#### [Source text]
The thickness is preferably 3 μm or more and 100 μm or less, and more preferably 15 μm or more and 70 μm or less.
The thermoplastic resin layer 7 is preferably made of an unstretched film. The term "unstretched" is a concept including not only a film that is not stretched at all, but also a film that is slightly stretched due to tension applied during film formation.

The packaging bag made of the packaging material 8 may be subjected to sterilization treatment such as boiling or retort treatment at high temperatures. Preferably, the thermoplastic resin layer 7 has heat resistance that can withstand these high-temperature treatments.

(Other Aspects)
Another aspect of the present invention is a barrier laminate film comprising a substrate and a vapor deposition layer containing a metal or an inorganic compound and provided on the substrate, the substrate containing polyester as a main component, and a value obtained by dividing the tensile strength of the substrate by its tensile elongation in at least one direction is 2.0 MPa/% or more.

In another aspect of the barrier laminate film of the present invention, the puncture strength of the substrate may be 9.5 N or more.

In another embodiment of the barrier laminate film of the present invention, the substrate may have a loop stiffness of 0.0017 N or more in the machine direction and perpendicular direction, and may contain polyester as a main component.

In another aspect of the barrier laminate film of the present invention, the substrate may contain polybutylene terephthalate as a main component.

In another aspect of the present invention, the barrier laminate film may further include a gas barrier coating film provided on the deposition layer.

In another aspect of the barrier laminate film of the present invention, the vapor deposition layer may be a transparent vapor deposition layer containing an inorganic compound.

In another aspect of the barrier laminate film of the present invention, the vapor deposition layer is a transparent vapor deposition layer containing aluminum oxide, and the transparent vapor deposition layer includes a transition region, which is a region between the position of the peak of elemental bond Al ₂ O ₄ H detected by etching the vapor deposition film from the transparent vapor deposition layer side using time-of-flight secondary ion mass spectrometry (TOF-SIMS) and the interface between the transparent vapor deposition layer and the first plastic film, and the ratio of the thickness of the transition region to the thickness of the transparent vapor deposition layer may be 5% or more and 60% or less.

#### [Required work]
Please set down, word for word, the part of the barrier film passage above starting at "(Other Aspects)" and ending at "MPa/% or more.".

#### [Data]
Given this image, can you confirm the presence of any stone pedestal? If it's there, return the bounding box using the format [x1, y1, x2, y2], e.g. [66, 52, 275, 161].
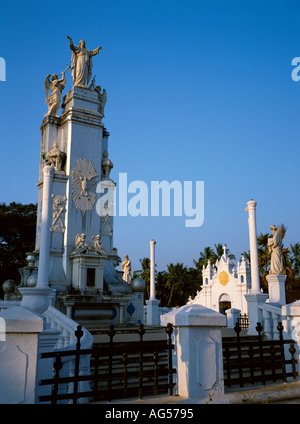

#### [Worked answer]
(Other Aspects)
Another aspect of the present invention is a barrier laminate film comprising a substrate and a vapor deposition layer containing a metal or an inorganic compound and provided on the substrate, the substrate containing polyester as a main component, and a value obtained by dividing the tensile strength of the substrate by its tensile elongation in at least one direction is 2.0 MPa/% or more.